> Tasks to perform
• a. According to the ostomy nutrition guide, why can certain foods begin to cause blockages after ostomy surgery? Answer in one to three sentences.
• b. In the ostomy nutrition guide, copy word for word the stretch from "Once you go" through "corn, and coconut.".

> Text provided
BEGIN

Nutrition and Food Tips For Ostomates


Welcome to our resource page dedicated to helping you make informed choices about your diet when living with an ostomy. When you or a loved one undergoes ostomy surgery, it's a significant life change that can impact various aspects of daily living, including the foods you eat. While having an ostomy shouldn't limit your enjoyment of meals, it can require some adjustments to ensure your digestive system functions smoothly and comfortably. In this guide, we'll explore the foods to avoid with an ostomy, providing you with valuable tips and information to help make things easier in this transition and new way of eating and processing food!

By: Kristen Furey


1. Low Residue Diet

Right after surgery, your doctor may recommend a special diet to follow post surgery to make sure your bowels are able to handle the food now that you have the ostomy bag. Trish Massart (RHN) writes, “a Low Residue Diet is essential in order to “rest” the bowel and allow for unencumbered recovery of the GI tract.

Low residue foods are foods that contain next-to-no fiber, as the fiber is what will pose the greatest risk for obstruction and/or irritation of the intestinal tract.” Some of these foods include: seeds, nuts, whole grain foods, coconut, fruits, and popcorn. Read more about a low residue diet here

2.Foods To Avoid Possible Blockages

Once you go through that initial recovery period that your doctor has prepared you for, there are some recommended foods to avoid while living with an ostomy simply to help prevent any blockages in your ostomy. The reason these foods can now start to cause blockages is because the food is traveling a bit differently through your intestines and will no longer be broken down in your colon anymore. They may also have problems exiting your stoma. Some of these foods include high-fiber foods, specifically nuts and seeds, fruit peels, raw vegetables, popcorn, corn, and coconut.

END

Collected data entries

BEGIN

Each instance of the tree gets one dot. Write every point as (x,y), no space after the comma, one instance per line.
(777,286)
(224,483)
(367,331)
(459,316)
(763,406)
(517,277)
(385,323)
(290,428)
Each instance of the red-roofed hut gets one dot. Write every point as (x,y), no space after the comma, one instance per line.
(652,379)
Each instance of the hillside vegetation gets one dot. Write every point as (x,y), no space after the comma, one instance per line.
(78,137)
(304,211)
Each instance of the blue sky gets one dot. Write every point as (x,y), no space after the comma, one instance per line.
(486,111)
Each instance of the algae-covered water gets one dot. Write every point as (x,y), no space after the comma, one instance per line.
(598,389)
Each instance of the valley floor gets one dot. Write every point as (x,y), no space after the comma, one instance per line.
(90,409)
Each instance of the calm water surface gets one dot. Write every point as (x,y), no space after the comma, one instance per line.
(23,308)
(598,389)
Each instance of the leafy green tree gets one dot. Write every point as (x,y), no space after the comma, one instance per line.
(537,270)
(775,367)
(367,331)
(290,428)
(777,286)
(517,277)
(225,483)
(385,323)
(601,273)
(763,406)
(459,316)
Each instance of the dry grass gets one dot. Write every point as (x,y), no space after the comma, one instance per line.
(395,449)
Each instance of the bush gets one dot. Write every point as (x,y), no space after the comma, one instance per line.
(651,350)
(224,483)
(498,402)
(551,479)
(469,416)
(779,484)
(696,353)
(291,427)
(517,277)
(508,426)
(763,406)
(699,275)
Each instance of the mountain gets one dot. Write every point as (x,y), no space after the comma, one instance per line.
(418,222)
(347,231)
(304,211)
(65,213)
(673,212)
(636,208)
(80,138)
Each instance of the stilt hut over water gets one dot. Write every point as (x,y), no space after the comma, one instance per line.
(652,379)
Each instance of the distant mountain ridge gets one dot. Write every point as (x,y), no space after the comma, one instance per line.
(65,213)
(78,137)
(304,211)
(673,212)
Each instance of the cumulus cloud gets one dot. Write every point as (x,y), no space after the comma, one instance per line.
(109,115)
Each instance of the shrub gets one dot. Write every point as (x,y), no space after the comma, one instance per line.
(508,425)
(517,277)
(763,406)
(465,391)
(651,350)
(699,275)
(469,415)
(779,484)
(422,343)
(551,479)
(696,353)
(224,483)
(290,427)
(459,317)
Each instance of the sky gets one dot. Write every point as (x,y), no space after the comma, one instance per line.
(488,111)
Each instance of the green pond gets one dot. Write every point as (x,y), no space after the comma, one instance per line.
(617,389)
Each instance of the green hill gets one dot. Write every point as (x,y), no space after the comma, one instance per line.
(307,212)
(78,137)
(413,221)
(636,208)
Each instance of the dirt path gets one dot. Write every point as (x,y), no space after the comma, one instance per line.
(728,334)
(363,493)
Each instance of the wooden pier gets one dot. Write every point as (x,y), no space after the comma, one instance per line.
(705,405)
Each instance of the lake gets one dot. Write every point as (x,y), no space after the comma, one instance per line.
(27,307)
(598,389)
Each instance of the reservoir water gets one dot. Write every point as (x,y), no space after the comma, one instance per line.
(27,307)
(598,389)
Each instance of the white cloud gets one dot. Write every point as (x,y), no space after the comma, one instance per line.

END

> Results of the tasks
• a. After ostomy surgery, food travels differently through the intestines and is no longer broken down in the colon. These foods may also have trouble exiting the stoma.

• b.
Once you go through that initial recovery period that your doctor has prepared you for, there are some recommended foods to avoid while living with an ostomy simply to help prevent any blockages in your ostomy. The reason these foods can now start to cause blockages is because the food is traveling a bit differently through your intestines and will no longer be broken down in your colon anymore. They may also have problems exiting your stoma. Some of these foods include high-fiber foods, specifically nuts and seeds, fruit peels, raw vegetables, popcorn, corn, and coconut.